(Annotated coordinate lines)
'''

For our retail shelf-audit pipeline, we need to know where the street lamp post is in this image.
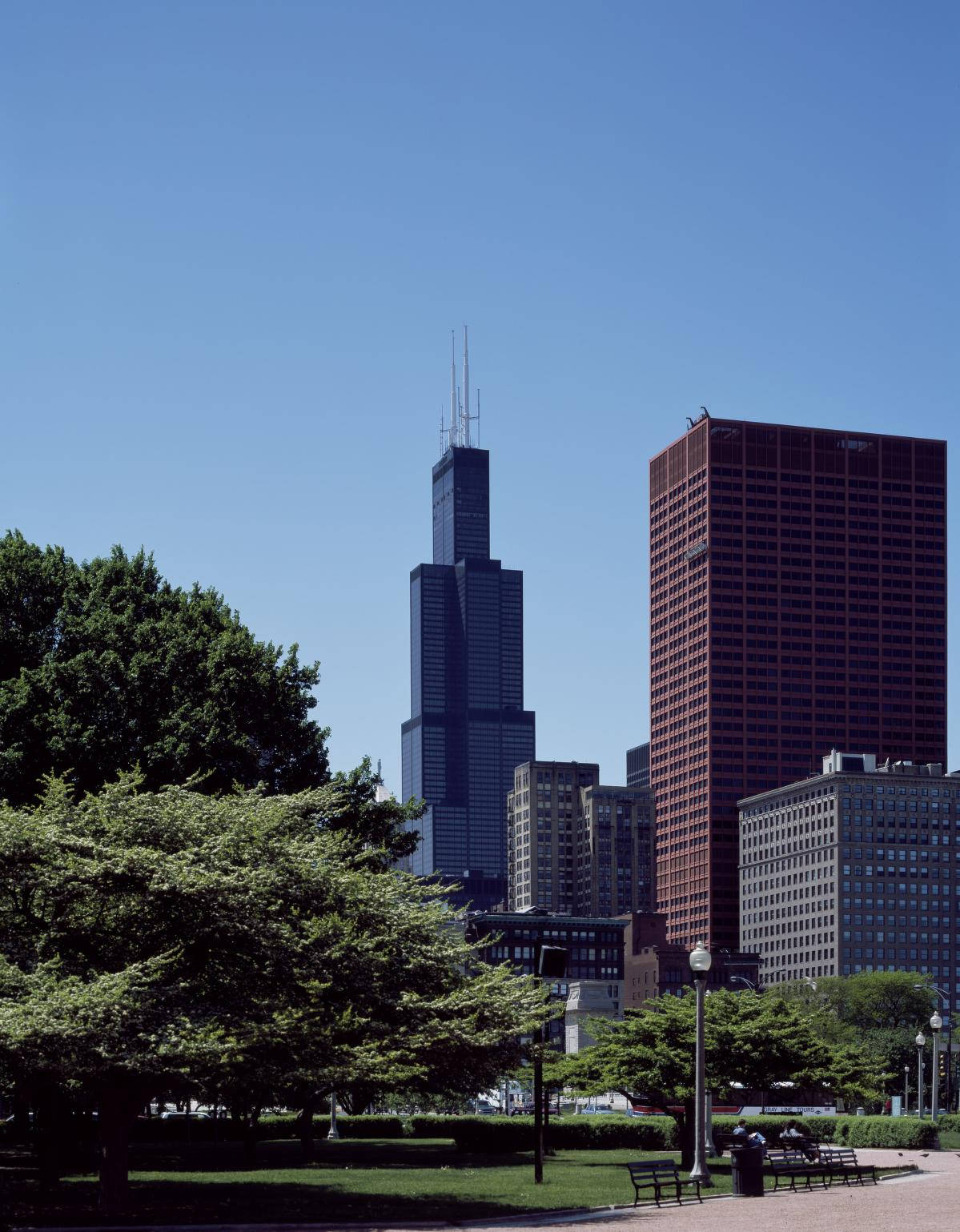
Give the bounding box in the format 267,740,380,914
914,985,954,1113
930,1013,942,1121
690,941,713,1186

'''

Rewrite all of the lines above, requests included, with every bounding box coordinate in the answers shifted up by 118. Omit the pictures.

For our retail shelf-audit pipeline, we need to know where the street lamp post is in this image.
Give the bounding box in the format 267,740,380,914
1032,1103,1072,1231
1048,1131,1060,1239
808,1059,831,1304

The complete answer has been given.